▶ [What is needed] Transcribe each line below word for word.

▶ [Available data]
--

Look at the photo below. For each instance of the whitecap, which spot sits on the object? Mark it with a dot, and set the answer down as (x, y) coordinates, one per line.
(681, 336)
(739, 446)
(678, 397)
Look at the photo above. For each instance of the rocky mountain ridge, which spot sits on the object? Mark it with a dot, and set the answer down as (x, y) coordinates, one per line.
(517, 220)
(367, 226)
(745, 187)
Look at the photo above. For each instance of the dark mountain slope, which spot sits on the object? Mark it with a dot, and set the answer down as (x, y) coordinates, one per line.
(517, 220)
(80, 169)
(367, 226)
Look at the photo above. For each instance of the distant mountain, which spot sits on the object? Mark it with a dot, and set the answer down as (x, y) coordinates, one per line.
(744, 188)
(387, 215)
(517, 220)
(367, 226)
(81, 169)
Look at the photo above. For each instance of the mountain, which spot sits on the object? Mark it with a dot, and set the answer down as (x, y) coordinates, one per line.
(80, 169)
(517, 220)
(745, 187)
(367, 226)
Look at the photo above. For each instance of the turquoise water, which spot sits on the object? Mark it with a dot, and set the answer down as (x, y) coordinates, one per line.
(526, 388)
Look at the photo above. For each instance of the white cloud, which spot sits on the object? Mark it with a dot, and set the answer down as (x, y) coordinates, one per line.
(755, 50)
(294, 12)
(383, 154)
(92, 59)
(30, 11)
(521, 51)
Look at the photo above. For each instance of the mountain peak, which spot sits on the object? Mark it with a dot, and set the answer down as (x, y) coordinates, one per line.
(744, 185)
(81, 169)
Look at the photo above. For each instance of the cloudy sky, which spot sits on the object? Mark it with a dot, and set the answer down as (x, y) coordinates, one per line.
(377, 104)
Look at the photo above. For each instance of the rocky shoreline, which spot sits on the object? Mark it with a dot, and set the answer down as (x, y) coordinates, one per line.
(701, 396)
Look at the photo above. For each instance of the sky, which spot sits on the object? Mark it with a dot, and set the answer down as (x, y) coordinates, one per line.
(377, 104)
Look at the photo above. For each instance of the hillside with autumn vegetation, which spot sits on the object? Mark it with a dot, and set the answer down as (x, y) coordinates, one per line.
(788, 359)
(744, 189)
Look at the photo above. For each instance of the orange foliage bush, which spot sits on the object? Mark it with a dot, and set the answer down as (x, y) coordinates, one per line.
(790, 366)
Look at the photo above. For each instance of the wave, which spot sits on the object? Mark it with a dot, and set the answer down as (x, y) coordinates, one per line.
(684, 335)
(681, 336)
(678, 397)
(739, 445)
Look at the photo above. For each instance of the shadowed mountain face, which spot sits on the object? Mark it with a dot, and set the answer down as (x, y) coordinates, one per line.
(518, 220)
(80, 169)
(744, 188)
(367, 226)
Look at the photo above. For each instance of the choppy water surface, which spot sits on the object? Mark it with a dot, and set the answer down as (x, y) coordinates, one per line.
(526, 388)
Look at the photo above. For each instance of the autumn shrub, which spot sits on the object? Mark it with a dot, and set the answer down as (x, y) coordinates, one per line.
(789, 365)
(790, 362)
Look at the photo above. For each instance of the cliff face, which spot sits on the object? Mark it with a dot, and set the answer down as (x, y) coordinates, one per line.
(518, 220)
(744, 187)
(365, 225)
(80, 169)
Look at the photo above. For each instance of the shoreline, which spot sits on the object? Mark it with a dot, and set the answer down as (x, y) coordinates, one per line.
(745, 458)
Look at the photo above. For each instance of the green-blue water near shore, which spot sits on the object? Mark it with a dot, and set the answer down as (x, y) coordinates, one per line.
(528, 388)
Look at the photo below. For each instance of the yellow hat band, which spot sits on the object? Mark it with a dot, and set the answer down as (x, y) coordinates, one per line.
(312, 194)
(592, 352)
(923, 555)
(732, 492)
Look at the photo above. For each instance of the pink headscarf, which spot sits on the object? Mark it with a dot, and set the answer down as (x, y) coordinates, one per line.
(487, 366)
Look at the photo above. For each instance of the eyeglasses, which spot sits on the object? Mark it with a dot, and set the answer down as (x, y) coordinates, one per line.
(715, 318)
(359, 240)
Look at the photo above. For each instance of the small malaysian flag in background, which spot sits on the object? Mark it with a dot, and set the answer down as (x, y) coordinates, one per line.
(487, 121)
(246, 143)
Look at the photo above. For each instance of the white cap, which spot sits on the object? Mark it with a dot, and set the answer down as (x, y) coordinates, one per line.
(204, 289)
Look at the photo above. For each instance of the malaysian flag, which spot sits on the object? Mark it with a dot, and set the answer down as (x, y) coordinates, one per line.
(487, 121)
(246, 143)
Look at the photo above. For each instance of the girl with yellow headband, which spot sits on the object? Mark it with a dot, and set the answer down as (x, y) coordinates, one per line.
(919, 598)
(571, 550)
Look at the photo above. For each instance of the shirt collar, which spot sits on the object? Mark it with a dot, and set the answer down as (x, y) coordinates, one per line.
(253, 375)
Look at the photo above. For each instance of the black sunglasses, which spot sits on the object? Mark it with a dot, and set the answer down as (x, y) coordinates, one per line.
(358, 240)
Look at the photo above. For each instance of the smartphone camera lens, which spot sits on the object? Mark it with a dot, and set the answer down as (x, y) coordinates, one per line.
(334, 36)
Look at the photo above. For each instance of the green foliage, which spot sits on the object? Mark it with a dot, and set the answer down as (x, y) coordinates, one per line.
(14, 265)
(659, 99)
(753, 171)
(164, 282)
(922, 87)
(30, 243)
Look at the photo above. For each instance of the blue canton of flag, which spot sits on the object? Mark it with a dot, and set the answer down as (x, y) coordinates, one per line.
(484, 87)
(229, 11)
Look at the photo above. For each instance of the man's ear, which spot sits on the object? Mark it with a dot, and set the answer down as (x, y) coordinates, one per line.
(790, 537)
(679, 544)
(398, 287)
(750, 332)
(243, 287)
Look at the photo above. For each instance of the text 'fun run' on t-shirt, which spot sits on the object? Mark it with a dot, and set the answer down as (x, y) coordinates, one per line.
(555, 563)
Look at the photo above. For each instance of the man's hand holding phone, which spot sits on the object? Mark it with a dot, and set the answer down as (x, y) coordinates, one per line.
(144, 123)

--

▶ [Answer box]
Look at the photo below. For each instance of the whitecap, which spot sits on the object? Mark it with a dot, and set the answer down as (x, y) coordinates, one per line.
(681, 336)
(739, 446)
(678, 397)
Look at the photo above. For each instance of the rocky mountain ridge, which spot sits on the object? Mark it with a dot, and set the answer down as (x, y) coordinates, one per line.
(517, 220)
(367, 226)
(745, 187)
Look at the photo above. For each instance of the dark mountain slope, which spot sits on the object? Mark it with a dot, and set the answer down as (x, y) coordinates, one per line.
(517, 220)
(80, 169)
(367, 226)
Look at the photo above. For each instance of the distant mountain, which spot sits on the object? Mark it with a dot, and set the answer down as (x, y) coordinates, one per line.
(744, 188)
(387, 215)
(517, 220)
(367, 226)
(81, 169)
Look at the photo above. For each instance of the mountain, which spot sits on the object? Mark it with a dot, and set the answer down as (x, y) coordinates, one per line.
(80, 169)
(517, 220)
(745, 187)
(367, 226)
Look at the photo above. For each instance of the turquoise water, which spot sits on the object? Mark it with a dot, and set the answer down as (x, y) coordinates, one per line.
(526, 388)
Look at the photo above. For each instance of the white cloud, which spot sits on the object? Mark it with a dot, and set the answer down as (x, y) coordinates, one per line.
(755, 50)
(294, 12)
(383, 154)
(92, 59)
(30, 11)
(521, 51)
Look at the photo above. For each instance of the mountain peak, which spot sits on the object? Mark it with a dot, and set the answer down as (x, y) coordinates, one per line.
(744, 185)
(81, 169)
Look at the photo above. For each instance of the cloudy sky, which spot sits on the object? Mark it with a dot, and set the answer down as (x, y) coordinates, one per line.
(377, 104)
Look at the photo above. For each instance of the rocky shoreline, which spot sits on the object? Mark it with a dot, and set the answer down as (x, y) coordinates, one per line.
(701, 396)
Look at the photo above. For each instance of the sky, which spot sits on the object? Mark it with a dot, and set the answer down as (x, y) coordinates, one per line.
(377, 104)
Look at the photo above. For each instance of the hillside with autumn vegetation, which spot sits on the object? Mark it with a dot, and set the answer down as (x, y) coordinates, one per line.
(788, 359)
(744, 189)
Look at the photo above. For each instance of the orange foliage bush, which spot sits on the object? Mark it with a dot, and set the answer down as (x, y) coordinates, one per line.
(790, 366)
Look at the photo above. For each instance of the wave, which spot sits on the object? Mark it with a dot, and set the answer down as (x, y) coordinates, one per line.
(684, 335)
(681, 336)
(678, 397)
(739, 445)
Look at the photo above. For each instance of the shadowed mountain face, which spot sits on the object? Mark it with a dot, and set the answer down as (x, y) coordinates, one per line.
(518, 220)
(80, 169)
(744, 188)
(367, 226)
Look at the photo above. For each instance of the choppy water surface, which spot sits on the object? Mark it with a dot, and set the answer down as (x, y) coordinates, one per line.
(526, 388)
Look at the photo above. For each instance of the autumn shrub, which spot sits on the object? Mark it with a dot, and set the answer down as (x, y) coordinates, one per line.
(789, 365)
(790, 362)
Look at the photo above. For each instance of the cliff face, which spot sits on the object? Mark it with a dot, and set the answer down as (x, y) coordinates, one per line.
(518, 220)
(744, 187)
(365, 225)
(80, 169)
Look at the photo above. For each instance of the shoreline, which spot sits on the object? Mark it with a dot, and set the answer down as (x, y) coordinates, one per line.
(745, 458)
Look at the photo above. For each instance of the green-blue water near shore, which spot sits on the object? Mark it with a dot, and set the answer down as (x, y) coordinates, one per line.
(528, 388)
Look at the photo below. For each instance of the yellow hat band, which spot sits on the object? Mark it with a dot, and set the answer down as (x, y) coordinates, one per line.
(312, 194)
(592, 352)
(923, 555)
(732, 492)
Look at the photo above. For each instance of the pink headscarf, which spot sits on the object? Mark it with a dot, and set the answer down as (x, y) coordinates, one per line.
(487, 366)
Look at the photo above. For each instance of the eyeglasses, which spot sits on the object? Mark it with a dot, and set the answer down as (x, y) coordinates, one per line.
(715, 318)
(359, 240)
Look at the photo above. For each instance of the small malaysian flag in background, which spot sits on the object? Mark it with a dot, and set the answer down as (x, y) coordinates, one per line.
(487, 121)
(246, 143)
Look at the photo above. For each instance of the white cap, which spot sits on the object? Mark it with a dot, and set the answer down as (x, y) coordinates, one per line.
(204, 289)
Look at the photo above. For each instance of the malaysian flag, which spot sits on the object? Mark it with a dot, and set the answer down as (x, y) coordinates, one per line.
(487, 121)
(246, 143)
Look at the photo above. For each instance of the girl with yellow headband, which spot sits on the object? Mark it with a dot, and set the answer down as (x, y) coordinates, one per line.
(919, 598)
(571, 550)
Look at the photo above. For each instance of the shirt collar, which spot sits on the object? Mark it with a dot, and set the answer down as (x, y) coordinates, one per line.
(253, 375)
Look at the photo above. For each instance of the black sunglasses, which spot sits on the object? Mark it with a dot, and set the answer down as (x, y) coordinates, one per line.
(358, 240)
Look at the photo above. For each instance of the smartphone camera lens, which spot sits on the object? Mark it with a dot, and set the answer down as (x, y) coordinates, one per line.
(334, 36)
Look at the photo above. For each instance of the green foliage, which spot sits on the object? Mark it with a dot, and set the answer down as (x, y) coordinates, one per line.
(14, 265)
(659, 99)
(753, 171)
(164, 282)
(922, 87)
(30, 243)
Look at the photo above. For each instance of the blue canton of flag, which spot sits on the object? Mark it with a dot, and set the answer down as (x, y) coordinates, one per line.
(484, 87)
(229, 11)
Look at the photo above. For each instance of the man's ear, which spot sits on the object? Mark it with a dot, and set the answer down as (x, y) coordinates, one per line.
(790, 537)
(679, 544)
(398, 287)
(750, 332)
(243, 287)
Look at the photo above. For each instance of the text 'fun run' on t-shirt, which spot sits on the object? Mark it with a dot, and set the answer down as (x, y) coordinates, one per line.
(555, 563)
Look at the photo above. For each instance of the man's hand holding phone, which spot sits on the object? Mark it with a dot, and set the answer down as (x, y) coordinates, one per line.
(144, 123)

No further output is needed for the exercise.